• **Source passage**:
Minju Gwak, Guijin Son, Jaehyung Kim

2025-10-09

Revisiting the Uniform Information Density Hypothesis in LLM Reasoning Traces

Summary

This paper investigates how consistently information is presented during the step-by-step reasoning process of large language models, and whether that consistency relates to how well the model actually reasons.

What's the problem?

Large language models are getting better at complex tasks, but it's hard to know *why* they get the right or wrong answer. We don't have a good way to look 'inside' their reasoning process to understand what makes a good reasoning trace versus a bad one. The paper asks if a smooth, consistent flow of information during reasoning – meaning not jumping around too much in terms of how much new information is presented at each step – is a sign of better reasoning.

What's the solution?

The researchers developed a way to measure how evenly information is distributed throughout each step of a language model's reasoning. They used a concept called 'information density' and calculated both a 'local' score (looking at each step individually) and a 'global' score (looking at the overall reasoning trace). They then tested whether these scores could predict the accuracy of the model's answers on several different reasoning tasks. They found that reasoning traces with more consistent information density were more likely to be correct, and they could even improve accuracy by selecting for these more uniform traces.

Why it matters?

This work provides a new tool for evaluating and improving the reasoning abilities of large language models. By focusing on the *process* of reasoning, rather than just the final answer, it helps us understand what makes a model think effectively. This could lead to building more reliable and accurate AI systems, and it offers a way to automatically select the best reasoning paths generated by a model.

• **Apply what you read**:
A. Decide whether each statement below agrees with the paper summary. For each one, answer yes or no and quote the words from the summary that settle it.
(i) The researchers calculated only a global score.
(ii) Selecting for more uniform traces could improve accuracy.
(iii) The scores were tested on a single reasoning task.
B. Use the paper summary to answer these questions.
(i) What date does the summary show?
(ii) What does the 'local' score look at?
(iii) Which reasoning traces were more likely to be correct?
C. Continue the paper summary from where it stops.

• **Point localization data**:

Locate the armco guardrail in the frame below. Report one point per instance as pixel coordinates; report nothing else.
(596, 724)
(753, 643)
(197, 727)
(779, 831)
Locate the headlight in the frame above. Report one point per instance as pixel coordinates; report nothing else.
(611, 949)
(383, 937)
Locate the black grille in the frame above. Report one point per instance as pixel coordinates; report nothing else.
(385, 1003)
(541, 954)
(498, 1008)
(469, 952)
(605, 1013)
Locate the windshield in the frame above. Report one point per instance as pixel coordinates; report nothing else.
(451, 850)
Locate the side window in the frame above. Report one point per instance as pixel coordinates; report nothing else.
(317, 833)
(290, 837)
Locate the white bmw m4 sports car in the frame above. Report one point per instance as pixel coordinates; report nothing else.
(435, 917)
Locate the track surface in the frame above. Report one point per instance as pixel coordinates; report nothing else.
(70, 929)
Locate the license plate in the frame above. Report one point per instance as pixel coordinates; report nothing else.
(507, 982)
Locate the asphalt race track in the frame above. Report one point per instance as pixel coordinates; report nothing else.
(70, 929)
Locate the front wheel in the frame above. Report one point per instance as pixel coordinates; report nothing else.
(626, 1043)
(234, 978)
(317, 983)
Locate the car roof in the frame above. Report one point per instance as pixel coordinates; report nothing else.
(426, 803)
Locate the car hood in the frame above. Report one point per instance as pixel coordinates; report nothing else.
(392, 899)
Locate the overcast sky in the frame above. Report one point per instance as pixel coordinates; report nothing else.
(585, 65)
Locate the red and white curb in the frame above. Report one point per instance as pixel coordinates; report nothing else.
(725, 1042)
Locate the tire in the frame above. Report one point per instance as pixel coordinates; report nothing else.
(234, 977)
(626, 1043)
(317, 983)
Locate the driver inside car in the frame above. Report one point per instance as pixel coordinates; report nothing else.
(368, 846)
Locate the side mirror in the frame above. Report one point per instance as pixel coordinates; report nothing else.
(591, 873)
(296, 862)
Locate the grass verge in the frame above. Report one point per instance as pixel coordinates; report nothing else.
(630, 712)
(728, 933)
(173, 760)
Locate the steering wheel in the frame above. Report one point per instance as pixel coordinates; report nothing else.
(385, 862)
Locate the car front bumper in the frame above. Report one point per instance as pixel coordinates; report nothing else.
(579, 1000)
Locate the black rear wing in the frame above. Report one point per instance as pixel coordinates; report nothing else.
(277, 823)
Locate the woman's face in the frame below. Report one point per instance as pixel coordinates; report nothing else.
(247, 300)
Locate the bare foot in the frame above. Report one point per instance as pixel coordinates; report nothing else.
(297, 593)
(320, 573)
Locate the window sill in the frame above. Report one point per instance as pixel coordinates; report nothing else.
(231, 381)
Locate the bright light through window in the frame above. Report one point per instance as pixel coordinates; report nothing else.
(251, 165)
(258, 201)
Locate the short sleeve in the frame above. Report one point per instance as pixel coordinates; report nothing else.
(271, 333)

• **Task results**:
A.
(i) No: "calculated both a 'local' score (looking at each step individually) and a 'global' score"
(ii) Yes: "they could even improve accuracy by selecting for these more uniform traces"
(iii) No: "on several different reasoning tasks"

B.
(i) 2025-10-09
(ii) Each step individually
(iii) Reasoning traces with more consistent information density

C.
Abstract

The Uniform Information Density (UID) hypothesis suggests that effective communication maintains a stable flow of information. In this work, we revisit this principle in the context of large language model (LLM) reasoning traces, asking whether step-level uniformity reflects reasoning quality. To this end, we propose an entropy-based stepwise information density metric and introduce two complementary measures of uniformity, local and global uniformity scores. Across the experiments on six different reasoning benchmarks, we find that step-level uniformity not only provides a strong theoretical lens but also yields practical performance benefits; for example, selecting reasoning traces with more uniform information density at the step-level improves accuracy by 10-32\% relative gains over baselines at AIME2025. Our analysis further reveals that correct reasoning traces tend to avoid sharp information density spikes, while incorrect traces exhibit irregular information bursts. These results demonstrate that UID-inspired information density measures outperform alternative internal signals as predictors of reasoning quality. Results highlight the uniformity of the information density as a robust diagnostic and selection criterion for building more reliable and accurate reasoning systems.